**WHAT NEEDS TO BE DONE**
The expected answer is all of the entries, written out exactly.

**DATA EXCERPTS**
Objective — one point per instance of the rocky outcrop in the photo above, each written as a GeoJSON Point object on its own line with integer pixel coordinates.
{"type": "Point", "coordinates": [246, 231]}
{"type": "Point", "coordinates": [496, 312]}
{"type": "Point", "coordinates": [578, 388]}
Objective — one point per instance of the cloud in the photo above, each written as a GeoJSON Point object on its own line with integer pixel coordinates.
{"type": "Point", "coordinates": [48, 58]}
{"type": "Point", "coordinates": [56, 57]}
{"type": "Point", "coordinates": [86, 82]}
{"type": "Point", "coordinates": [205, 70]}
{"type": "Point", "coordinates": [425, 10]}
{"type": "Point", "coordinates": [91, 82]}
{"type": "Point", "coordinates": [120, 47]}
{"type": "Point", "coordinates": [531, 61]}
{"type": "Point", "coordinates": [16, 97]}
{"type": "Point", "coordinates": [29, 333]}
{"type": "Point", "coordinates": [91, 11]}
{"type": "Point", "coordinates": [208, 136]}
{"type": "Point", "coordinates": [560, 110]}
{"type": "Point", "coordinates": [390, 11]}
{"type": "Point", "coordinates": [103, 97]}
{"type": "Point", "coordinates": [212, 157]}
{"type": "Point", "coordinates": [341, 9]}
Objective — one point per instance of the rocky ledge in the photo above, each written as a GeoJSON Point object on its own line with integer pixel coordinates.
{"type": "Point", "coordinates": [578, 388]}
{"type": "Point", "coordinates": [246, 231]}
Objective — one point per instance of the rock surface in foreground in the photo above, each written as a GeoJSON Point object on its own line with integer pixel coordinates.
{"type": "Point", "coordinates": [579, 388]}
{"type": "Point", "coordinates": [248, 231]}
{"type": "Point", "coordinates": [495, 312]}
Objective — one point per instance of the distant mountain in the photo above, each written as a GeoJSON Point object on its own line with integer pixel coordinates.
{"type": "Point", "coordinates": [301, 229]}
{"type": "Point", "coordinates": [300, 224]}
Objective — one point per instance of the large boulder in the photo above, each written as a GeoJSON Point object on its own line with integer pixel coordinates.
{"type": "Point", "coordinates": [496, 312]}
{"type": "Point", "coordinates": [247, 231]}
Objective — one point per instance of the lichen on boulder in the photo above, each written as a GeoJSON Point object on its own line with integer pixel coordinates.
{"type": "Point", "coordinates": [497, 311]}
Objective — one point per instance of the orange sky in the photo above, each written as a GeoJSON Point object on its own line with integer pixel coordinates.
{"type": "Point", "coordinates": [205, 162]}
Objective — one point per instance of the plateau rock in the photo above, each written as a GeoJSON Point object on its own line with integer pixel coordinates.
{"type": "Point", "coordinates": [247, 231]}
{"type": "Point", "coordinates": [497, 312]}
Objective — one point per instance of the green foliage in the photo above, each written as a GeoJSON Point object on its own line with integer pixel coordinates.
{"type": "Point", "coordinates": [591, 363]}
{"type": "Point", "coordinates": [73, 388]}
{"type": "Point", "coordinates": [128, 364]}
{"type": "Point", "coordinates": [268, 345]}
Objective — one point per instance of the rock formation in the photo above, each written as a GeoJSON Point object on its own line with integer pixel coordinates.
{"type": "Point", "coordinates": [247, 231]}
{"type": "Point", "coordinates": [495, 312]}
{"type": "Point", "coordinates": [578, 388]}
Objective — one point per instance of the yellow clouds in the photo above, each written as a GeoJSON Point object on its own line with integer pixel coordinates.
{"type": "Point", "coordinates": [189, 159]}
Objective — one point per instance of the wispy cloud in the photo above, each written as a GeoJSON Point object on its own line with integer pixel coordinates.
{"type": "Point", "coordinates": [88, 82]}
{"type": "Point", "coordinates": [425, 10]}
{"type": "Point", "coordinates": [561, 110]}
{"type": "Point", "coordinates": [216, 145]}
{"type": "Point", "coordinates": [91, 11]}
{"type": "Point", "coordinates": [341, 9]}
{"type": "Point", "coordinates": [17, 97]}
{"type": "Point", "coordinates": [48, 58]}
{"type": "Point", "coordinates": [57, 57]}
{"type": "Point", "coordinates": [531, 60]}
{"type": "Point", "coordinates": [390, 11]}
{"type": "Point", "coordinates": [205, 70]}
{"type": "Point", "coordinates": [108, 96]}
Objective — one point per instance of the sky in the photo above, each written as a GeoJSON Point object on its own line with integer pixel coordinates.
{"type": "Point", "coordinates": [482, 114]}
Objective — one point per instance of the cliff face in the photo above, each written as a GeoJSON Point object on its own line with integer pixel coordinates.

**SOLVED PROBLEM**
Objective — one point per instance of the rocky outcrop in the photo above, each written as a GeoJSON Point object on its own line with integer pixel coordinates.
{"type": "Point", "coordinates": [246, 231]}
{"type": "Point", "coordinates": [496, 312]}
{"type": "Point", "coordinates": [578, 388]}
Objective — one point per instance of the cloud in the photo above, each written as a GeoJSON Point object on its own line with integer pixel coordinates.
{"type": "Point", "coordinates": [48, 58]}
{"type": "Point", "coordinates": [56, 57]}
{"type": "Point", "coordinates": [86, 82]}
{"type": "Point", "coordinates": [205, 70]}
{"type": "Point", "coordinates": [425, 10]}
{"type": "Point", "coordinates": [91, 82]}
{"type": "Point", "coordinates": [120, 47]}
{"type": "Point", "coordinates": [531, 61]}
{"type": "Point", "coordinates": [16, 97]}
{"type": "Point", "coordinates": [29, 333]}
{"type": "Point", "coordinates": [91, 11]}
{"type": "Point", "coordinates": [208, 136]}
{"type": "Point", "coordinates": [560, 110]}
{"type": "Point", "coordinates": [390, 11]}
{"type": "Point", "coordinates": [103, 97]}
{"type": "Point", "coordinates": [212, 157]}
{"type": "Point", "coordinates": [341, 9]}
Objective — one point per instance of the rocky ledge in the photo above, each written as a GeoJSON Point object on its own line with integer pixel coordinates.
{"type": "Point", "coordinates": [578, 388]}
{"type": "Point", "coordinates": [246, 231]}
Objective — one point per instance of the rock surface in foreground in the photo above, each written as a GeoJSON Point object on its own line with integer pixel coordinates.
{"type": "Point", "coordinates": [579, 388]}
{"type": "Point", "coordinates": [248, 231]}
{"type": "Point", "coordinates": [495, 312]}
Objective — one point per instance of the distant mountain in the photo above, each written as a GeoJSON Point object on its own line with integer pixel coordinates.
{"type": "Point", "coordinates": [301, 229]}
{"type": "Point", "coordinates": [300, 224]}
Objective — one point per instance of the large boulder in the photo above, each written as a GeoJSON Point object on its own line with integer pixel coordinates.
{"type": "Point", "coordinates": [496, 312]}
{"type": "Point", "coordinates": [247, 231]}
Objective — one point per instance of the lichen on boulder in the photo above, each written as a GeoJSON Point object on its own line with integer pixel coordinates.
{"type": "Point", "coordinates": [497, 311]}
Objective — one point per instance of the orange sky in the photo above, each written as a GeoJSON Point object on its own line with integer pixel coordinates.
{"type": "Point", "coordinates": [205, 162]}
Objective — one point per instance of the plateau rock in the photo above, each written as a GeoJSON Point object on its own line with integer pixel coordinates.
{"type": "Point", "coordinates": [247, 231]}
{"type": "Point", "coordinates": [497, 312]}
Objective — one point per instance of the green foliage in the photo above, each written as a GeoJSON Point object on its own line with integer pixel coordinates.
{"type": "Point", "coordinates": [591, 363]}
{"type": "Point", "coordinates": [73, 388]}
{"type": "Point", "coordinates": [128, 364]}
{"type": "Point", "coordinates": [268, 345]}
Objective — one point per instance of the rock formation in the photo above, each written as a GeoJSON Point object on its own line with integer pixel coordinates.
{"type": "Point", "coordinates": [247, 231]}
{"type": "Point", "coordinates": [495, 312]}
{"type": "Point", "coordinates": [578, 388]}
Objective — one point per instance of the yellow clouds in the photo above, each written as a GeoJSON Point object on its own line with integer pixel coordinates.
{"type": "Point", "coordinates": [189, 159]}
Objective — one point per instance of the wispy cloud in the photo above, each written as a GeoJSON Point object on its own line with integer pixel coordinates.
{"type": "Point", "coordinates": [88, 82]}
{"type": "Point", "coordinates": [425, 10]}
{"type": "Point", "coordinates": [561, 110]}
{"type": "Point", "coordinates": [216, 145]}
{"type": "Point", "coordinates": [91, 11]}
{"type": "Point", "coordinates": [341, 9]}
{"type": "Point", "coordinates": [17, 97]}
{"type": "Point", "coordinates": [48, 58]}
{"type": "Point", "coordinates": [57, 57]}
{"type": "Point", "coordinates": [531, 60]}
{"type": "Point", "coordinates": [390, 11]}
{"type": "Point", "coordinates": [205, 70]}
{"type": "Point", "coordinates": [108, 96]}
Objective — one point per instance of the sky in the photo above, each written as a GeoJSON Point object on its own line with integer pixel coordinates.
{"type": "Point", "coordinates": [482, 114]}
Objective — one point per instance of the cliff face in the photo above, each written as a GeoJSON Point object on its own line with integer pixel coordinates.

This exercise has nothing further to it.